The exercise =>
Could you lay out everything from the line containing "streak shown in this photo." down to the end of the listing as a JSON list of strings, one string per line, leaving out blank lines?
— BEGIN Task data —
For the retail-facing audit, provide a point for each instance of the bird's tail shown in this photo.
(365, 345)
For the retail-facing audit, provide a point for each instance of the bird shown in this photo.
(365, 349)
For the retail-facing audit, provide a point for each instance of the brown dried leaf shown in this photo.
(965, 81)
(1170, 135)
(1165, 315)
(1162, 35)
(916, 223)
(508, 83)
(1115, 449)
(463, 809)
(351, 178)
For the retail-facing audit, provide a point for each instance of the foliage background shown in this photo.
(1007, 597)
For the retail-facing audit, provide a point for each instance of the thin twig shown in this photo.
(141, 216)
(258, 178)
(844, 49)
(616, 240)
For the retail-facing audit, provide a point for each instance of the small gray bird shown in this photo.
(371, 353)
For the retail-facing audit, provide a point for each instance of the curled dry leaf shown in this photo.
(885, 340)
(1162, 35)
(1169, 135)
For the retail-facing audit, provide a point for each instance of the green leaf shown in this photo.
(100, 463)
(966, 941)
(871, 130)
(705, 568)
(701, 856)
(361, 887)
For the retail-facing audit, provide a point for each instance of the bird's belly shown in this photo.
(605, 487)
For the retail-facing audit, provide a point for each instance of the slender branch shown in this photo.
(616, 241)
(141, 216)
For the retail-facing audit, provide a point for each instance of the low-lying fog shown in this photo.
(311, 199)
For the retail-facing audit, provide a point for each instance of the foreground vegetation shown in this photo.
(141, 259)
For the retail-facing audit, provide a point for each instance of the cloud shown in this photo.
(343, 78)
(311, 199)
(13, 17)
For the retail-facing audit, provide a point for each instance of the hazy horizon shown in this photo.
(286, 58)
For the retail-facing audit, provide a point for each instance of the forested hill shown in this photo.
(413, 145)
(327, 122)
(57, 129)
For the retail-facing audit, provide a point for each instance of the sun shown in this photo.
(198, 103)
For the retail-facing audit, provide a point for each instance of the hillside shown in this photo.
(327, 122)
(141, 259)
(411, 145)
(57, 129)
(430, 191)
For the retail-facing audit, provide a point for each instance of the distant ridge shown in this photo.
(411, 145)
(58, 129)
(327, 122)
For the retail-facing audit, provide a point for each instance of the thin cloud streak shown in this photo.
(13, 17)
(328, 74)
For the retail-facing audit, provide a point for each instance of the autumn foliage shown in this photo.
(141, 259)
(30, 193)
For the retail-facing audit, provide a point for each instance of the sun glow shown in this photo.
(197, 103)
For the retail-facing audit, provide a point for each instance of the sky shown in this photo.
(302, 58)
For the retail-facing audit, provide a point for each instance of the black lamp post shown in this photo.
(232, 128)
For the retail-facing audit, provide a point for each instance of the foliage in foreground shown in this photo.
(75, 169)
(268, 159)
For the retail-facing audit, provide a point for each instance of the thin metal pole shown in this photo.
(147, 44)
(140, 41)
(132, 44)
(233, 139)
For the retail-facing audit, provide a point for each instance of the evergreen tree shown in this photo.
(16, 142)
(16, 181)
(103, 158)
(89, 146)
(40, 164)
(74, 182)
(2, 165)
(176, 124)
— END Task data —
Solution =>
[
  "For the retail-facing audit, provide a point for each instance of the thin cloud streak shown in this photo.",
  "(13, 17)",
  "(328, 74)",
  "For the retail-facing audit, provide a point for each instance of the autumn foliage shown in this photo.",
  "(141, 259)",
  "(30, 193)",
  "For the retail-facing audit, provide a point for each instance of the sun glow shown in this photo.",
  "(197, 103)",
  "For the retail-facing audit, provide a point for each instance of the sky shown in this photo.",
  "(302, 58)",
  "For the retail-facing audit, provide a point for each instance of the black lamp post shown in this photo.",
  "(232, 128)",
  "For the retail-facing audit, provide a point for each instance of the foliage in foreground shown in this photo.",
  "(75, 169)",
  "(268, 159)",
  "For the retail-facing audit, provide a point for each instance of the thin metal pole shown in this photo.",
  "(147, 44)",
  "(140, 41)",
  "(132, 44)",
  "(233, 139)",
  "For the retail-facing audit, provide a point for each instance of the evergreen tree shown in this photo.",
  "(16, 142)",
  "(16, 181)",
  "(103, 158)",
  "(89, 146)",
  "(40, 164)",
  "(74, 182)",
  "(2, 165)",
  "(176, 124)"
]